**Exercise directions:** Collect every line in the items below that contains the word "sneaker", and copy each such line in full.

**Rows:**
++++
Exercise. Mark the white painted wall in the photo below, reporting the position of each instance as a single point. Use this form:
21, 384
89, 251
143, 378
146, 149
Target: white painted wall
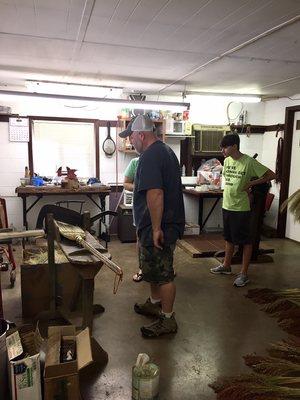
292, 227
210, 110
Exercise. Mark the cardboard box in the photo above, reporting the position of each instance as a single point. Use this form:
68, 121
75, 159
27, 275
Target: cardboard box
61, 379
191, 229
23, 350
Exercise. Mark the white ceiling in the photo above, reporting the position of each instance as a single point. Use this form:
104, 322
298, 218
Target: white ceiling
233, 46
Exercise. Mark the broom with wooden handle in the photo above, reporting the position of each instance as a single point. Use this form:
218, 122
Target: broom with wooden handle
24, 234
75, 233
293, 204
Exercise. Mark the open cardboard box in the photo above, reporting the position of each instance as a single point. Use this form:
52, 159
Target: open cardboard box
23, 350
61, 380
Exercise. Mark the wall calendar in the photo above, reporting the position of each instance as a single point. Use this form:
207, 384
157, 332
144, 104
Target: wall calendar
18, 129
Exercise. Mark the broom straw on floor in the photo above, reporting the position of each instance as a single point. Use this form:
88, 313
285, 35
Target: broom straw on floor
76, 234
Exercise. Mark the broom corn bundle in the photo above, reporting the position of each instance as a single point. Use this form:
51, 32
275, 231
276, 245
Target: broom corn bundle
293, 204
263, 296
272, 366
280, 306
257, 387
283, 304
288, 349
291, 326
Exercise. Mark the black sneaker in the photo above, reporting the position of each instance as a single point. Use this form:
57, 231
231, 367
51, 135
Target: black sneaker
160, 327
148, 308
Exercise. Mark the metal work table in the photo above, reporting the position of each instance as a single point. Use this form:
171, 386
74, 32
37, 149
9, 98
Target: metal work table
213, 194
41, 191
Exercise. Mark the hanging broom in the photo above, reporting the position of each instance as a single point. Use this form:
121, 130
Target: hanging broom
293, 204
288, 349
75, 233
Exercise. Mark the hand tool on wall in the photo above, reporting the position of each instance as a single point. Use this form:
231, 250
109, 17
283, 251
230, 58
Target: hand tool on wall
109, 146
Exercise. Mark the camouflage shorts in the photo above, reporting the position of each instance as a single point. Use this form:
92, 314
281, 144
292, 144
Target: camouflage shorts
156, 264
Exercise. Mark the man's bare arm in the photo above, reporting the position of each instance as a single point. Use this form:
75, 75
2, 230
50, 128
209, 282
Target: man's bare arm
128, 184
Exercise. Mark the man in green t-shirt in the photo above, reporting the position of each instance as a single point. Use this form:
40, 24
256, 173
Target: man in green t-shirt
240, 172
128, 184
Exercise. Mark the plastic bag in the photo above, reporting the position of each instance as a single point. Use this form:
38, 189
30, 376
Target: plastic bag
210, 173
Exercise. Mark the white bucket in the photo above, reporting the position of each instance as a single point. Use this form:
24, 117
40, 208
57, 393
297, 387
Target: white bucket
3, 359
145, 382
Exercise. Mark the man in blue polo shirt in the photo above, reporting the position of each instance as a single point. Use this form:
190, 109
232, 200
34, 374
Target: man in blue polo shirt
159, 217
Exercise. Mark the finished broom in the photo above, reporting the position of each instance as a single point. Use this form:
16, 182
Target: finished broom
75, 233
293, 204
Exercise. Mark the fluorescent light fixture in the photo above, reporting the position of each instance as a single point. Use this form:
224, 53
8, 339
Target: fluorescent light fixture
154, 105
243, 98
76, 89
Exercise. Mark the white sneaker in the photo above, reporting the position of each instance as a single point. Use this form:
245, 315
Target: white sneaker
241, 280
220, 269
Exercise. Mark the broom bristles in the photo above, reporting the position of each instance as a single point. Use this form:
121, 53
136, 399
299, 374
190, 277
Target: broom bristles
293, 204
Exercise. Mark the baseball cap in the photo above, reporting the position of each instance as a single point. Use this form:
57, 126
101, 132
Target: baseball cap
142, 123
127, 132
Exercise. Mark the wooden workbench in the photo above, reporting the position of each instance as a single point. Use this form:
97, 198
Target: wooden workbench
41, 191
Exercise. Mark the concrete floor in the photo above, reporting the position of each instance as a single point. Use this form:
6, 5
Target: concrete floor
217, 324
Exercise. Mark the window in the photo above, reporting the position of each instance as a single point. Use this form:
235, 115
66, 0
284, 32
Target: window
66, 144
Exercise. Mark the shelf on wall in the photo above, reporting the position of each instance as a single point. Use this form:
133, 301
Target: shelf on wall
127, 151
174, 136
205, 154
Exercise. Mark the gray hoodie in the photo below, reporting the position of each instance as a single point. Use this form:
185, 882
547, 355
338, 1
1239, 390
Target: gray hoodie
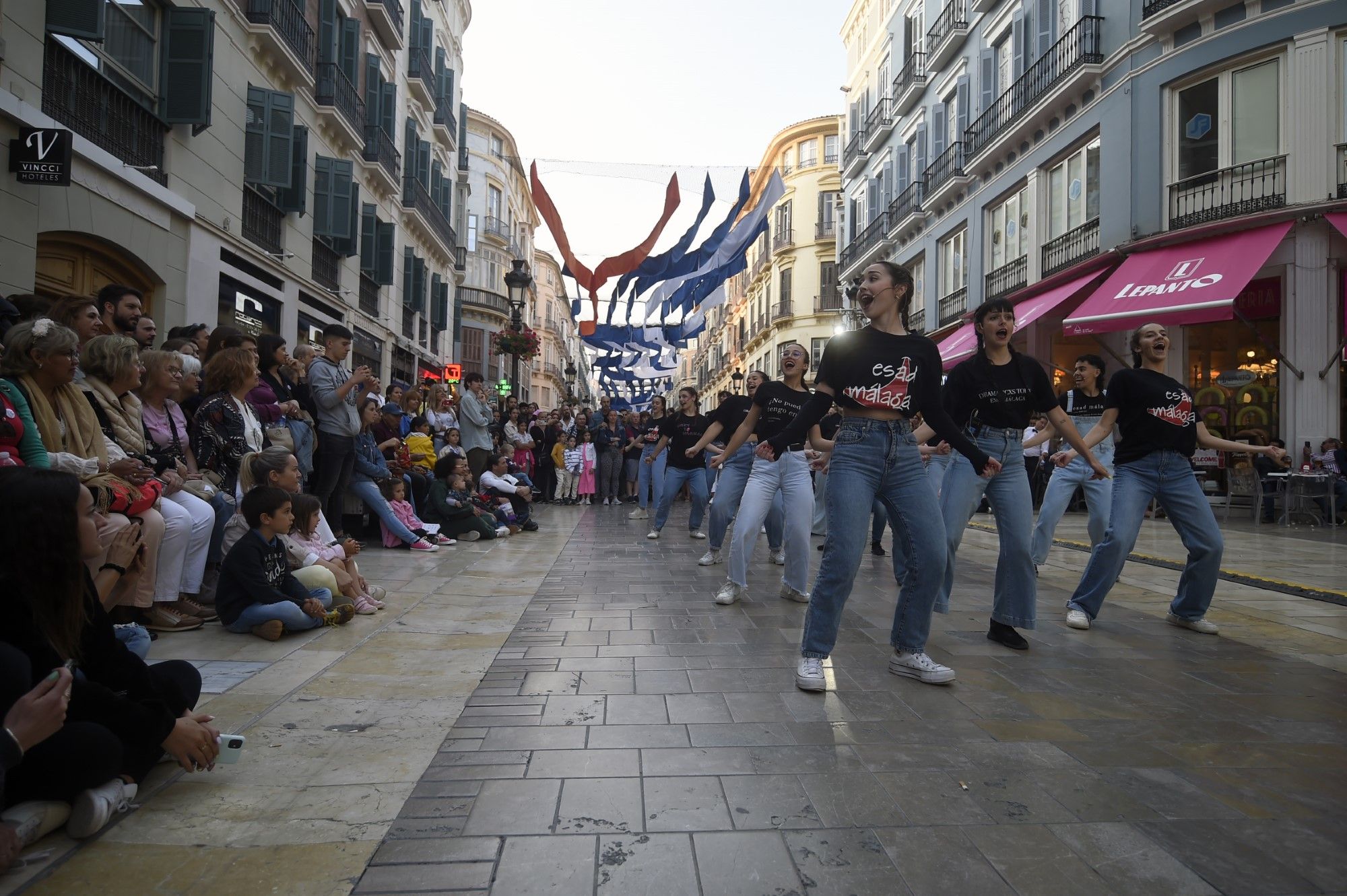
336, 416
++++
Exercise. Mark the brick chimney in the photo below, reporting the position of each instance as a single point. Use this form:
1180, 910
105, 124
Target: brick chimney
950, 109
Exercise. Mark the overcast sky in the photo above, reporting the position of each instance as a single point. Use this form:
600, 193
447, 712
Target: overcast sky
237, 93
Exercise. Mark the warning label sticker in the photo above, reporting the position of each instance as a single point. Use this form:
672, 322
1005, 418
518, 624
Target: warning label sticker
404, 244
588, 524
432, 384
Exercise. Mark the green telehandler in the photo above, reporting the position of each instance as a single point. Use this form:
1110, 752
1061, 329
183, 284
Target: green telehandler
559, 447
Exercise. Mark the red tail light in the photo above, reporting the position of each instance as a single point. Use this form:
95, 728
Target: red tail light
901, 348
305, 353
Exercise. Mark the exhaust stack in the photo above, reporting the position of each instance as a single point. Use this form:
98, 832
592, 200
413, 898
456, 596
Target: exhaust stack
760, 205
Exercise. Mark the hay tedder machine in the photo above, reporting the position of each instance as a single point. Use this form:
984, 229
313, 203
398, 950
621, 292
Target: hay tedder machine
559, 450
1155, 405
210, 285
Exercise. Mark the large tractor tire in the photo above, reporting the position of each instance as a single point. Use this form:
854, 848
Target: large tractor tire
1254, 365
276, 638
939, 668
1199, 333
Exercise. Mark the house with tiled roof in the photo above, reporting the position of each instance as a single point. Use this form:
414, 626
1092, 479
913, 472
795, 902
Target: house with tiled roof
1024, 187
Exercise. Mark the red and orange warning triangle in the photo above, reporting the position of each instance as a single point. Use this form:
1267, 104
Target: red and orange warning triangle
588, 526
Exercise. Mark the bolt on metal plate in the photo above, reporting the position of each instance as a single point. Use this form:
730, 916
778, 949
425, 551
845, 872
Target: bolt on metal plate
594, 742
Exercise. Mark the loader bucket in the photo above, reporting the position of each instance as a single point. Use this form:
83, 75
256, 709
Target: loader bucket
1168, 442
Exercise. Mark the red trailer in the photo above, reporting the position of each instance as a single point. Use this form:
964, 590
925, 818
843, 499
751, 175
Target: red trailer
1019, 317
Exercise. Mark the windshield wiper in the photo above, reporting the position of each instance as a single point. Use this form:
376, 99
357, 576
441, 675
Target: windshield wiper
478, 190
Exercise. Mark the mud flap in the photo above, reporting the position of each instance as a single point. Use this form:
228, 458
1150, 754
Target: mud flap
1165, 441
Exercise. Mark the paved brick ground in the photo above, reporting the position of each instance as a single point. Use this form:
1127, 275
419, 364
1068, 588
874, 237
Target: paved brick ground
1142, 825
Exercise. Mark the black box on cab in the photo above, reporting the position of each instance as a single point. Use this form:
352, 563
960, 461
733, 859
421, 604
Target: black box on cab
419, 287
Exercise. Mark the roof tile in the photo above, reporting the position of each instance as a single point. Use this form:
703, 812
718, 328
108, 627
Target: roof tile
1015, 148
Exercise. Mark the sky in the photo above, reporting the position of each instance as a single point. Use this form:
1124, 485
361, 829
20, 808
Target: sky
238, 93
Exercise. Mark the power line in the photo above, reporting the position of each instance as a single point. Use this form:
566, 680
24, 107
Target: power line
++++
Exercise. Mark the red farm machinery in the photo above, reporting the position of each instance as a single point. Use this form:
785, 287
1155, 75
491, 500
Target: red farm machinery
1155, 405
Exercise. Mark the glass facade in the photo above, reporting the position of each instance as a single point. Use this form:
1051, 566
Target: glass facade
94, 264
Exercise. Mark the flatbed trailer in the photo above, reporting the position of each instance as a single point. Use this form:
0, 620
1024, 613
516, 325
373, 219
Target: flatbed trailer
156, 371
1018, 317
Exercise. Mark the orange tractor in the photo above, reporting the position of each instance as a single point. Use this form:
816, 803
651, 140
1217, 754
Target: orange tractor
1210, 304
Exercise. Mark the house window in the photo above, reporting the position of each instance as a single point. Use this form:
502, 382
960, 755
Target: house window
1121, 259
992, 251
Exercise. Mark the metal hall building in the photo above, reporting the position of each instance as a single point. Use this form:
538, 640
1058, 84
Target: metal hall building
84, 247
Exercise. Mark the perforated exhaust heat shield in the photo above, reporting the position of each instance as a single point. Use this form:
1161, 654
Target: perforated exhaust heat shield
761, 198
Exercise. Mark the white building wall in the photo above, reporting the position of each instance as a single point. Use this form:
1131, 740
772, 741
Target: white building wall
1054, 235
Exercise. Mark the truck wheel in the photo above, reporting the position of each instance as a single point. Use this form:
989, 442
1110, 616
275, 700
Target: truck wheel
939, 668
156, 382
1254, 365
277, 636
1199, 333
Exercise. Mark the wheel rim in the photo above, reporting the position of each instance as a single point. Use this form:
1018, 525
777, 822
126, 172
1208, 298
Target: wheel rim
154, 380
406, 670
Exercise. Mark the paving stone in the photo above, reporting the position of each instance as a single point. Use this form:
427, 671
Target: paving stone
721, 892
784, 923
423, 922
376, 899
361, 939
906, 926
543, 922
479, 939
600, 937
++++
**Answer:**
Exercise. Mark the black sneaker in the photo above, reporting the position of each instance as a single point. Use this form:
Target: black sneaker
Exercise. Mark the white sneaker in the photo above, reporting the position of each instance as a single point. Use this form:
Target: white sneaker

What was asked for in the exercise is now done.